Probate often involves the distribution of real property through a will. If a Florida resident dies owning a property titled solely in his or her name, that property must go through probate administration before being transferred to its rightful heirs.
Is vacant land subject to probate in Florida? Read on to find out.
Probate Assets vs. Non-Probate Assets – Understanding the Concept
During probate, the deceased’s estate goes through a court-supervised administration to oversee the transfer of the money and assets to their rightful new owners. Not all assets are subject to probate, as some of them are inherited without court intervention.
If a deceased’s estate has no probate assets, it may not need probate administration.
Under Florida law, any assets titled solely in the decedent’s name at the time of death are subject to probate. This category includes any real property titled solely in the decedent’s name or owned under tenancy in common.
Assets with designated beneficiaries do not need to go through probate. Examples include real property owned under the joint tenancy with rights of survivorship, a couple’s property held under tenancy by the entirety, and any property titled in the name of a trust.

**Given data**
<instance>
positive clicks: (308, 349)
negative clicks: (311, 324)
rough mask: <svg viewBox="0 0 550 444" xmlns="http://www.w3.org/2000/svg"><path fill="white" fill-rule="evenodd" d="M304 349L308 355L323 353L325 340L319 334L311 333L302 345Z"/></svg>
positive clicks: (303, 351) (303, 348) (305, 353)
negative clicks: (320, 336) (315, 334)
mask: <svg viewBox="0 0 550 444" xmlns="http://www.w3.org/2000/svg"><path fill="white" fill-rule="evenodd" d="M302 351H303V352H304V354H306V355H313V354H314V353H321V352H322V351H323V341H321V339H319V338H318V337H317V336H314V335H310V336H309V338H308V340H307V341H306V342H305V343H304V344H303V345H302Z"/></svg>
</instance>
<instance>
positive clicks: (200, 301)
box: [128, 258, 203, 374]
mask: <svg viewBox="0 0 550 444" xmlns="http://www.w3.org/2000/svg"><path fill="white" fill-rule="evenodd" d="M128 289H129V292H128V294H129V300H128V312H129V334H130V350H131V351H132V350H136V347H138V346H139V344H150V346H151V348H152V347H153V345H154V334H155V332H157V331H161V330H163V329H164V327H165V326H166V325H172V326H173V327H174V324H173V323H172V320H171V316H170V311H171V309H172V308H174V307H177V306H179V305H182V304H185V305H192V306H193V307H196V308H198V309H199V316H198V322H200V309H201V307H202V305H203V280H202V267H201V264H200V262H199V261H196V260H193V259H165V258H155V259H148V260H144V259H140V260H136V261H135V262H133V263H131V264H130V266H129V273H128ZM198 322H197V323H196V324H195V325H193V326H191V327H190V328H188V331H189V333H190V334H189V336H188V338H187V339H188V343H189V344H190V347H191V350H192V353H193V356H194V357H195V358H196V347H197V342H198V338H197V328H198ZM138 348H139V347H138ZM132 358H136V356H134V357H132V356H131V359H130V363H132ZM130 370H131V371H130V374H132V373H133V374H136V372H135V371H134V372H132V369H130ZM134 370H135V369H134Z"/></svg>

**Problem to solve**
Transcribe the Florida probate text above word for word, starting at the words "Is vacant land" and stopping after "need probate administration.".

**Response box**
Is vacant land subject to probate in Florida? Read on to find out.
Probate Assets vs. Non-Probate Assets – Understanding the Concept
During probate, the deceased’s estate goes through a court-supervised administration to oversee the transfer of the money and assets to their rightful new owners. Not all assets are subject to probate, as some of them are inherited without court intervention.
If a deceased’s estate has no probate assets, it may not need probate administration.